Top of SOURCE INFORMATION

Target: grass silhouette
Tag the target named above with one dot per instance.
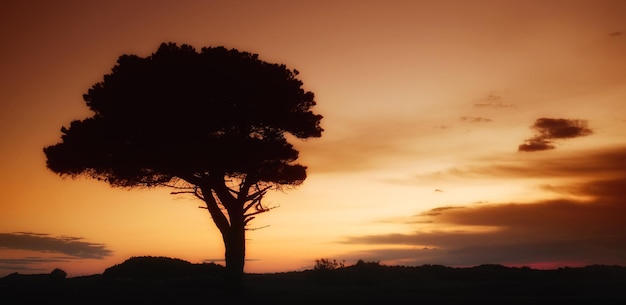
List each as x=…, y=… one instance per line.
x=160, y=280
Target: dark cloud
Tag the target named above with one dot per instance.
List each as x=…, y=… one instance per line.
x=549, y=129
x=586, y=225
x=73, y=247
x=470, y=119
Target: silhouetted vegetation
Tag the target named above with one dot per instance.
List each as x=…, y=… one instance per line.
x=209, y=123
x=157, y=280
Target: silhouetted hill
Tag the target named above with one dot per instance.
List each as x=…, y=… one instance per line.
x=150, y=267
x=160, y=280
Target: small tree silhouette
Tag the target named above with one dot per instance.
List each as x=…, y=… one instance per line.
x=209, y=123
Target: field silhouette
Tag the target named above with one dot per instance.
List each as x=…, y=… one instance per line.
x=160, y=280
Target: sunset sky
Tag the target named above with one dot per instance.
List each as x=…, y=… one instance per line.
x=456, y=132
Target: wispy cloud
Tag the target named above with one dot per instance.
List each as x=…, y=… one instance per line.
x=492, y=100
x=587, y=228
x=44, y=249
x=71, y=246
x=470, y=119
x=549, y=129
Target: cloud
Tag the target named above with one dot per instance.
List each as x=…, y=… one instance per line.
x=73, y=247
x=492, y=101
x=474, y=119
x=549, y=129
x=583, y=229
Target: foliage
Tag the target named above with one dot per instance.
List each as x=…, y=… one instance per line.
x=212, y=124
x=323, y=264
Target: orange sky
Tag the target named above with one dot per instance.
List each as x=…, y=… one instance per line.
x=434, y=150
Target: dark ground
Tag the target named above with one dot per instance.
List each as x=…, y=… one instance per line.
x=151, y=280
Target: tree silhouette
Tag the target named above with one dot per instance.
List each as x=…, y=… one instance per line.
x=211, y=123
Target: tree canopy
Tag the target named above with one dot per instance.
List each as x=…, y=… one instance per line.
x=211, y=123
x=179, y=113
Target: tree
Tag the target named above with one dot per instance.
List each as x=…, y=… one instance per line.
x=211, y=123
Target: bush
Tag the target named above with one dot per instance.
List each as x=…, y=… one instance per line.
x=327, y=264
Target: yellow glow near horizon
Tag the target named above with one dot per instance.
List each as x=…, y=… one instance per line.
x=424, y=105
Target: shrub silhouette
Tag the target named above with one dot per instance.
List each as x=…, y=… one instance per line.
x=149, y=267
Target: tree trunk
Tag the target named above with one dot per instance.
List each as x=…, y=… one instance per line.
x=235, y=245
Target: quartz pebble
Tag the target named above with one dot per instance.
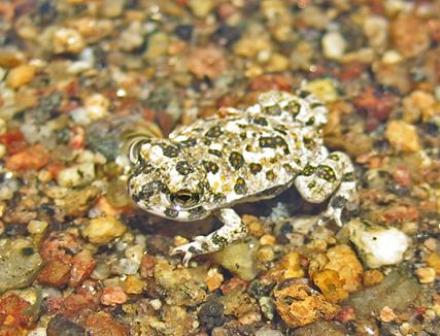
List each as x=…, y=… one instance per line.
x=19, y=263
x=402, y=136
x=103, y=230
x=20, y=76
x=77, y=175
x=377, y=245
x=334, y=45
x=67, y=40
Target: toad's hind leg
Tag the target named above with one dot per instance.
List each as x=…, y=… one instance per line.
x=232, y=230
x=332, y=176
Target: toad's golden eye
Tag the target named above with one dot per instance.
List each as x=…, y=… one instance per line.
x=185, y=198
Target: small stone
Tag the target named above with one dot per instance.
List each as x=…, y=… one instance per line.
x=343, y=260
x=402, y=136
x=32, y=158
x=103, y=230
x=20, y=76
x=102, y=323
x=324, y=89
x=419, y=105
x=66, y=40
x=277, y=63
x=83, y=264
x=207, y=62
x=426, y=274
x=60, y=326
x=37, y=227
x=54, y=273
x=239, y=258
x=78, y=175
x=433, y=260
x=254, y=225
x=287, y=268
x=112, y=296
x=410, y=35
x=19, y=263
x=267, y=239
x=334, y=45
x=298, y=305
x=398, y=290
x=211, y=314
x=214, y=279
x=391, y=57
x=266, y=254
x=376, y=29
x=201, y=8
x=113, y=8
x=133, y=285
x=387, y=314
x=372, y=277
x=157, y=46
x=377, y=245
x=331, y=285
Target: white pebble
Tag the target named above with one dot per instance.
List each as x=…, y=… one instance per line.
x=377, y=245
x=78, y=175
x=334, y=45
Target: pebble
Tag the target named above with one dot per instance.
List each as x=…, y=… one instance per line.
x=239, y=258
x=344, y=260
x=19, y=263
x=433, y=260
x=330, y=284
x=96, y=107
x=112, y=296
x=376, y=29
x=378, y=245
x=402, y=136
x=333, y=45
x=37, y=226
x=67, y=40
x=387, y=314
x=298, y=305
x=133, y=285
x=419, y=105
x=103, y=230
x=426, y=274
x=201, y=8
x=324, y=89
x=20, y=76
x=78, y=175
x=157, y=46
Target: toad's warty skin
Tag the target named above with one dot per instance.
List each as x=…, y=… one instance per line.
x=243, y=156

Bottom of SOURCE INFORMATION

| WORK REQUIRED |
Images are to be skipped, and each line above is to be returned exactly.

| WRITTEN RESPONSE |
Target: grass silhouette
Tag the target named above with one dot per instance.
List each as x=…, y=… one instance per line.
x=160, y=280
Target: dark cloud
Tag the target named above with one dot per instance.
List each as x=…, y=… one instance per line.
x=549, y=129
x=586, y=225
x=73, y=247
x=470, y=119
Target: silhouetted vegetation
Tag the target named above with one dot per instance.
List each as x=…, y=… one instance per line.
x=209, y=123
x=157, y=280
Target: silhouetted hill
Tag the target named above with one dot per instance.
List each as x=…, y=… one instance per line.
x=150, y=267
x=160, y=280
Target: small tree silhouette
Tag the target named above with one dot per instance.
List each as x=…, y=… one instance per line.
x=209, y=123
Target: field silhouette
Tag the target named above with one dot per instance.
List each as x=…, y=… one instance per line.
x=160, y=280
Target: sunset sky
Tag the target named above with one dot per instance.
List each as x=…, y=… one instance per line.
x=456, y=132
Target: wispy cloud
Tag the target named above with one dot per instance.
List each as x=…, y=… one instance per line.
x=492, y=100
x=587, y=228
x=44, y=249
x=71, y=246
x=470, y=119
x=549, y=129
Target: cloud
Tag the target named above with one dot per instance.
List each as x=…, y=… one instance per line.
x=73, y=247
x=492, y=101
x=474, y=119
x=549, y=129
x=583, y=229
Target: foliage
Tag the target named above with one dot per instance.
List each as x=…, y=… one instance per line.
x=212, y=124
x=323, y=264
Target: orange sky
Tag the target named above with one dot per instance.
List each as x=…, y=… one instance per line.
x=434, y=150
Target: dark ground
Tag the target named above with one dot per instance.
List each as x=…, y=… one instance per line.
x=151, y=280
Target: tree silhouette
Tag the target named above with one dot per instance.
List each as x=…, y=… one instance per line.
x=211, y=123
Target: tree canopy
Tag the target named above with one dot per instance.
List each as x=…, y=… one instance per line.
x=211, y=123
x=179, y=113
Target: tree
Tag the target named above with one dot per instance.
List each as x=…, y=… one instance per line.
x=211, y=123
Target: bush
Tag the target named above with one dot per instance.
List each as x=…, y=… one instance per line.
x=327, y=264
Target: yellow glow near horizon
Tag the target named above with one dot per instance.
List each as x=…, y=… one instance per line.
x=424, y=105
Target: shrub silhouette
Tag the target named above with one dot per instance.
List each as x=…, y=… one instance per line.
x=149, y=267
Target: tree trunk
Tag the target named above with one dot per instance.
List each as x=…, y=… one instance per line.
x=235, y=245
Target: quartz pebble
Tag the target named above with one dot per instance.
List each as x=…, y=… one instance per line.
x=19, y=263
x=402, y=136
x=103, y=230
x=20, y=76
x=77, y=175
x=377, y=245
x=334, y=45
x=67, y=40
Target: toad's hind leg
Tag the target named above with one dot per instance.
List each as x=…, y=… one instance per line.
x=232, y=230
x=332, y=176
Target: toad's golden eye
Tag the target named above with one dot per instance.
List each as x=…, y=… one instance per line.
x=185, y=198
Target: small stone
Tag the target named above with one dot per instance.
List each as x=…, y=… one instance per line.
x=343, y=260
x=402, y=136
x=32, y=158
x=103, y=230
x=20, y=76
x=102, y=323
x=324, y=89
x=419, y=105
x=66, y=40
x=277, y=63
x=83, y=264
x=207, y=62
x=426, y=274
x=60, y=326
x=37, y=227
x=54, y=273
x=239, y=258
x=78, y=175
x=433, y=260
x=254, y=225
x=287, y=268
x=112, y=296
x=410, y=35
x=19, y=263
x=267, y=239
x=334, y=45
x=298, y=305
x=398, y=290
x=211, y=314
x=214, y=279
x=391, y=57
x=266, y=254
x=376, y=29
x=201, y=8
x=113, y=8
x=133, y=285
x=387, y=314
x=372, y=277
x=157, y=46
x=377, y=245
x=331, y=285
Target: white pebble
Tag the target named above with one dot per instance.
List each as x=…, y=… one instance per line.
x=377, y=245
x=78, y=175
x=334, y=45
Target: pebble
Tag the target named above with one dot per instance.
List each as x=…, y=… one instance per line.
x=239, y=258
x=344, y=260
x=19, y=263
x=433, y=260
x=330, y=284
x=96, y=107
x=112, y=296
x=376, y=29
x=378, y=245
x=402, y=136
x=333, y=45
x=37, y=226
x=67, y=40
x=387, y=314
x=298, y=305
x=133, y=285
x=419, y=105
x=103, y=230
x=426, y=274
x=201, y=8
x=324, y=89
x=20, y=76
x=78, y=175
x=157, y=46
Target: toad's warty skin
Tag the target named above with one dot per instance.
List each as x=…, y=… one instance per line.
x=243, y=156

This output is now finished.